Rewrite every line of the items below as a Markdown table with the columns Row and Line. Number the rows in order and leave out blank lines.

::::::

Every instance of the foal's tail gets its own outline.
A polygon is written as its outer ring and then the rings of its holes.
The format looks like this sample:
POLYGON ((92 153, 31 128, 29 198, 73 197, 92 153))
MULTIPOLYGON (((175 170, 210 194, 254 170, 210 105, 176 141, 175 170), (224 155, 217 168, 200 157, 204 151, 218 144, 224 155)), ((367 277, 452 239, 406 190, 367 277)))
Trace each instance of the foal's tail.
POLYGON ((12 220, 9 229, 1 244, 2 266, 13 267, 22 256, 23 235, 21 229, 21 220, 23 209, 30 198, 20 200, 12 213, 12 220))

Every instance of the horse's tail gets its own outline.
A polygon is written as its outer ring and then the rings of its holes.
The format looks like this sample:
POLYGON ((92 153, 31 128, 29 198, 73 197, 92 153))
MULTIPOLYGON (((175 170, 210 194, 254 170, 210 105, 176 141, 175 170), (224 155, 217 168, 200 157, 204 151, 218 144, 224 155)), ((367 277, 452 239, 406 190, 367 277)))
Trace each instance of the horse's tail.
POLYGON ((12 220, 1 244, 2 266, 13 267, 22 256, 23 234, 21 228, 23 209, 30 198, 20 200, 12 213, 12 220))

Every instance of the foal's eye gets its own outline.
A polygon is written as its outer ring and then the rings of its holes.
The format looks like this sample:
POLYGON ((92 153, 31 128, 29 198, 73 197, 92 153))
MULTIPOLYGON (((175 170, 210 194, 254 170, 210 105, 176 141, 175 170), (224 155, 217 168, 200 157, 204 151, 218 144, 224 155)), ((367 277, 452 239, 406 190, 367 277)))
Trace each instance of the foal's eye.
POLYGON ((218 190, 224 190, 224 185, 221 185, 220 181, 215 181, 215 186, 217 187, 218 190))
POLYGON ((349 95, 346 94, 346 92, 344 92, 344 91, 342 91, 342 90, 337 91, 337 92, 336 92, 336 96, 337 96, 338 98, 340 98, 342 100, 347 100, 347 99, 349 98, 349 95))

::::::

### Full output:
| Row | Line |
|---|---|
| 1 | Every instance of the foal's tail gets its own outline. |
| 2 | A polygon is written as its outer ring and then the rings of its holes. |
| 3 | The format looks like this sample: |
| 4 | POLYGON ((92 153, 31 128, 29 198, 73 197, 92 153)) |
| 5 | MULTIPOLYGON (((175 170, 210 194, 254 170, 210 105, 176 141, 175 170), (224 155, 217 168, 200 157, 204 151, 218 144, 224 155)), ((367 277, 452 239, 406 190, 367 277))) |
| 6 | Trace each instance of the foal's tail. |
| 7 | POLYGON ((12 220, 9 229, 1 244, 2 266, 13 267, 22 256, 23 235, 21 229, 21 220, 23 209, 30 198, 20 200, 12 213, 12 220)) |
| 8 | Every instance of the horse's tail gets its own outline. |
| 9 | A polygon is written as its outer ring and then the rings of its holes. |
| 10 | The format looks like this sample: |
| 11 | POLYGON ((92 153, 31 128, 29 198, 73 197, 92 153)) |
| 12 | MULTIPOLYGON (((175 170, 210 194, 254 170, 210 105, 176 141, 175 170), (224 155, 217 168, 200 157, 204 151, 218 144, 224 155)), ((367 277, 452 239, 406 190, 367 277))) |
| 13 | Trace each instance of the horse's tail. |
| 14 | POLYGON ((12 220, 1 244, 2 266, 13 267, 22 256, 23 234, 21 228, 23 209, 30 198, 20 200, 12 213, 12 220)) |
| 15 | Every instance of the foal's eye gets its own outline. |
| 16 | A polygon is written as its outer ring and then the rings of its holes. |
| 17 | The format looks like this sample: |
| 18 | POLYGON ((92 153, 31 128, 29 198, 73 197, 92 153)) |
| 19 | MULTIPOLYGON (((175 170, 210 194, 254 170, 210 105, 176 141, 175 170), (224 155, 217 168, 200 157, 204 151, 218 144, 224 155)), ((367 277, 452 239, 406 190, 367 277))) |
| 20 | Trace each instance of the foal's eye. |
| 21 | POLYGON ((218 190, 224 190, 224 185, 221 185, 220 181, 215 181, 215 186, 217 187, 218 190)) |
| 22 | POLYGON ((349 95, 346 94, 346 92, 344 92, 344 91, 342 91, 342 90, 337 91, 337 92, 336 92, 336 96, 337 96, 338 98, 340 98, 342 100, 347 100, 347 99, 349 98, 349 95)) |